• **TASK DETAILS**
In the excerpt on blue-state and red-state politics, which state is named as adopting laws that create a "refuge" against GOP efforts to criminalize abortion across state lines?

====== DOCUMENT EXTRACT

Notably, in signing the new California protections, Newsom blasted red-state laws that “demonize the transgender community.” In contrast, he said, “In California, we believe in equality and acceptance.”
Here again, Newsom deliberately elevated a profound blue-red divide on fundamental values. Something similar has happened on abortion, with states such as Connecticut adopting laws creating a “refuge” against GOP efforts to criminalize abortion across state lines.
All of this might reflect profound trends in our politics. Political scientist Jacob Grumbach, author of a new book documenting how state parties are getting transformed by national debates, sees two at work.
The first is that red states have grown highly innovative in using state-level power to advance a culturally reactionary agenda, which they are doing almost in concert, as part of a national movement.
The second is that, as U.S. politics nationalizes, blue and red states are diverging even more dramatically. This boosts the incentives for blue-state actors to get with the program: They, too, can innovate at the state level in ways that dramatize an alternative social and cultural vision of the country’s future.
“In an era of highly nationalized politics, there are new incentives for governors to play into these national battles,” Grumbach told me. “We will see more state-level Democrats highlighting their role in this national tug-of-war over the direction of the country.”
In this regard, Grumbach said, “Newsom is a model.” So his trolling of DeSantis may well prefigure a lot more to come.

============
====== GIVEN DATA

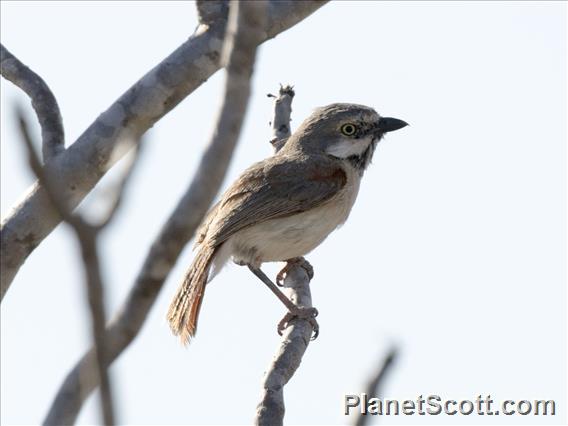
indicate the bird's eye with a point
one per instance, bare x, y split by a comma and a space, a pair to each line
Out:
348, 129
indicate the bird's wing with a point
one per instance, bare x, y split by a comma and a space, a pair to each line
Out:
272, 189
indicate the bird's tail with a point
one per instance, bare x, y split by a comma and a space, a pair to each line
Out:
184, 309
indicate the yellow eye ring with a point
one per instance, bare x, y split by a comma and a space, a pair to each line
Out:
349, 129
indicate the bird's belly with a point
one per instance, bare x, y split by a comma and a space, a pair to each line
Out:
292, 236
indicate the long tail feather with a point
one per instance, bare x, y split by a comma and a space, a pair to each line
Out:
184, 309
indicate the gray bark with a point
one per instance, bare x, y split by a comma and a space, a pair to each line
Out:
43, 102
78, 169
240, 49
295, 340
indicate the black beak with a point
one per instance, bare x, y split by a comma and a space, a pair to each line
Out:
389, 124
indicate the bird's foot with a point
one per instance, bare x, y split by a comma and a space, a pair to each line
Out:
308, 314
300, 261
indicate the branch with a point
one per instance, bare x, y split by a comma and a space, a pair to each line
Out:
43, 101
270, 410
78, 169
281, 118
245, 28
86, 235
376, 382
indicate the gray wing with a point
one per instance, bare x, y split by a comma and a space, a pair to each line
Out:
272, 189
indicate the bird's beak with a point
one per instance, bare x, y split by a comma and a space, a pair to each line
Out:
389, 124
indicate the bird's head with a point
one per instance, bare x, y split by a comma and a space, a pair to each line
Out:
345, 131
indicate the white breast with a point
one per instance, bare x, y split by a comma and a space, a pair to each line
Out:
296, 235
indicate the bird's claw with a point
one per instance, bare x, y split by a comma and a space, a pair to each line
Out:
308, 314
289, 264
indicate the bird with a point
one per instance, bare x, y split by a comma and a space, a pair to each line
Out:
283, 207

============

• **PROBLEM SOLUTION**
Connecticut